■ Objective
Copy out the material below in full, but not its images.

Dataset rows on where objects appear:
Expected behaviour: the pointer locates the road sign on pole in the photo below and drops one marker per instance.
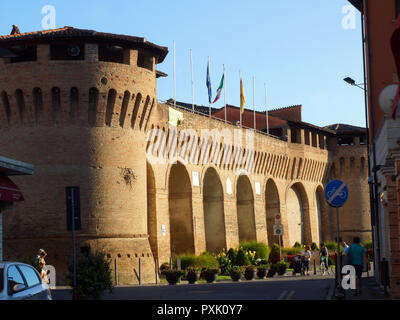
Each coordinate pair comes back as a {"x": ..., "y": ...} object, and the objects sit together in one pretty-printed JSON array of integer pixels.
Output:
[
  {"x": 278, "y": 229},
  {"x": 336, "y": 194}
]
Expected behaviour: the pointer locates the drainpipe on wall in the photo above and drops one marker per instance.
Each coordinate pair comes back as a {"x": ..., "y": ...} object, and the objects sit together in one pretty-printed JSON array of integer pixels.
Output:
[{"x": 374, "y": 196}]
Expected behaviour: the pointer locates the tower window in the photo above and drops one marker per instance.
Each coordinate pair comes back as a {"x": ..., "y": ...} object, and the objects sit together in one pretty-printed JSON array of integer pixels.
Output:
[
  {"x": 67, "y": 52},
  {"x": 23, "y": 53},
  {"x": 113, "y": 53},
  {"x": 145, "y": 61}
]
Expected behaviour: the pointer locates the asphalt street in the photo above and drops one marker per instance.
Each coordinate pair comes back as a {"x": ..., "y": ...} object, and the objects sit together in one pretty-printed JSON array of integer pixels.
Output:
[{"x": 279, "y": 288}]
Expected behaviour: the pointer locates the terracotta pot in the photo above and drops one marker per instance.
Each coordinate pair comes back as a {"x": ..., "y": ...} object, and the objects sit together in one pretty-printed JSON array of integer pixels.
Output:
[
  {"x": 236, "y": 276},
  {"x": 173, "y": 278},
  {"x": 211, "y": 277},
  {"x": 261, "y": 273},
  {"x": 250, "y": 274},
  {"x": 193, "y": 277}
]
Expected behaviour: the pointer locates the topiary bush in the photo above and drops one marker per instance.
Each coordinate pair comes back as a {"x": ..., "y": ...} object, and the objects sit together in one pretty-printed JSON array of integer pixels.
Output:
[
  {"x": 274, "y": 254},
  {"x": 93, "y": 275},
  {"x": 261, "y": 249},
  {"x": 242, "y": 259},
  {"x": 368, "y": 245},
  {"x": 297, "y": 245},
  {"x": 232, "y": 254}
]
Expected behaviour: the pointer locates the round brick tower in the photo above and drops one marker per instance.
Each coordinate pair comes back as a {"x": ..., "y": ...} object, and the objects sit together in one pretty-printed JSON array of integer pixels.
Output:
[{"x": 76, "y": 103}]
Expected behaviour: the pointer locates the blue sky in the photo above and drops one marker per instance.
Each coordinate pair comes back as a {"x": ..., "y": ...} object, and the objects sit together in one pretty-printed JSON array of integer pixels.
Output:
[{"x": 298, "y": 48}]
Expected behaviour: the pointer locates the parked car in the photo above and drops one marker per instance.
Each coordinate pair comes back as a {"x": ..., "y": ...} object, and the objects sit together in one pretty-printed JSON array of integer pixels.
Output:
[{"x": 19, "y": 281}]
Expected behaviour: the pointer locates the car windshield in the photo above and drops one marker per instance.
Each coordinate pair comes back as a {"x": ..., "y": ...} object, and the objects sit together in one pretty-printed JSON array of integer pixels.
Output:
[{"x": 1, "y": 279}]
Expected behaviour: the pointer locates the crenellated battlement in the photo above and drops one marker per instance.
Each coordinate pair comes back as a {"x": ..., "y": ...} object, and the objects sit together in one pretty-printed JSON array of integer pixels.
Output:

■ Reply
Expected behaviour: the pointer locates the road sign on pole in the photo below and drops one marker per instance.
Each coordinate pair comes back as a {"x": ..., "y": ...} object, and the objects sit together in one pretty-printed JSON array of integer pixels.
Output:
[
  {"x": 278, "y": 229},
  {"x": 336, "y": 194}
]
Expected behaviour: the pointer locates the drainpipe on wall in the photo above and drops one marker per instance.
Each coordinate pair comes back as a {"x": ..., "y": ...} object, and the objects sit together in one pretty-printed JSON array of integer pixels.
Output:
[{"x": 374, "y": 196}]
Expected behaviour: the pointer locates the tower window in the photo above and drops one marker per instance.
Each coordinate pair comes back as a {"x": ..., "y": ...} object, and the objects sit together in one pretty-printed JSON array of integer pixels.
Output:
[
  {"x": 67, "y": 52},
  {"x": 23, "y": 53},
  {"x": 113, "y": 53},
  {"x": 145, "y": 61}
]
Expected behaviour: the pointer locates the asphalt street in the photo above and drops one marker per instance.
Each coordinate pair comes back as a {"x": ..., "y": ...} object, and the objects sit together in one pretty-printed JSON array of integer pixels.
Output:
[{"x": 279, "y": 288}]
Expected behaviour: the pointer locates the terracotta pot in the photo above and drops one marker per instance.
Each coordinate pair comes back as a {"x": ..., "y": ...} object, and the objects sit together in one pretty-printed JSON array of integer pixels.
Output:
[
  {"x": 236, "y": 276},
  {"x": 173, "y": 278},
  {"x": 211, "y": 277},
  {"x": 261, "y": 273},
  {"x": 250, "y": 274},
  {"x": 193, "y": 277}
]
Expected behaviour: the pointer locates the topiary bush in the photo above and drops one marker per instance.
Each coordinate pair comes back as a {"x": ..., "y": ...} object, and the objects sit together in one pretty-printed JSON array of integer pixels.
Output:
[
  {"x": 274, "y": 254},
  {"x": 93, "y": 275},
  {"x": 261, "y": 249},
  {"x": 242, "y": 259},
  {"x": 368, "y": 245},
  {"x": 297, "y": 245},
  {"x": 232, "y": 254}
]
Expected behaviour: the pointer locates the round brick tower in the photo above and drops one marker per instance.
Each coordinate pair comes back as a {"x": ..., "y": ...} object, and the objects sit together in one pretty-printed JSON array of integer pixels.
Output:
[{"x": 76, "y": 103}]
Expected behaviour: the pointer locates the blue sky in the photo above and drops one marker per instance.
Each coordinate pair comes back as a {"x": ..., "y": ...} object, and the objects sit together in one pretty-printed JSON array of integer pixels.
Output:
[{"x": 298, "y": 48}]
Expected behaviour: the pointer locates the parked car in the photo above and drops one marker per instance.
Each coordinate pair comes back as a {"x": ..., "y": ...} object, and the objects sit together in one pretty-printed JSON array of integer pixels.
Output:
[{"x": 19, "y": 281}]
Expected behaviour: the pointer locates the car windshield in the photo above and drops one marker per instance.
Each coordinate pair comes back as a {"x": ..., "y": ...} object, and the objects sit together in one pretty-printed JSON array of integer pixels.
Output:
[{"x": 1, "y": 279}]
Expected behaviour: the pointer locates the crenellated battlement in the photo above and drops one marker per instance.
Each coordinate pair comes back as a {"x": ..., "y": ...} object, and the objects sit together in one pretty-printed JSON array of integer pixels.
Output:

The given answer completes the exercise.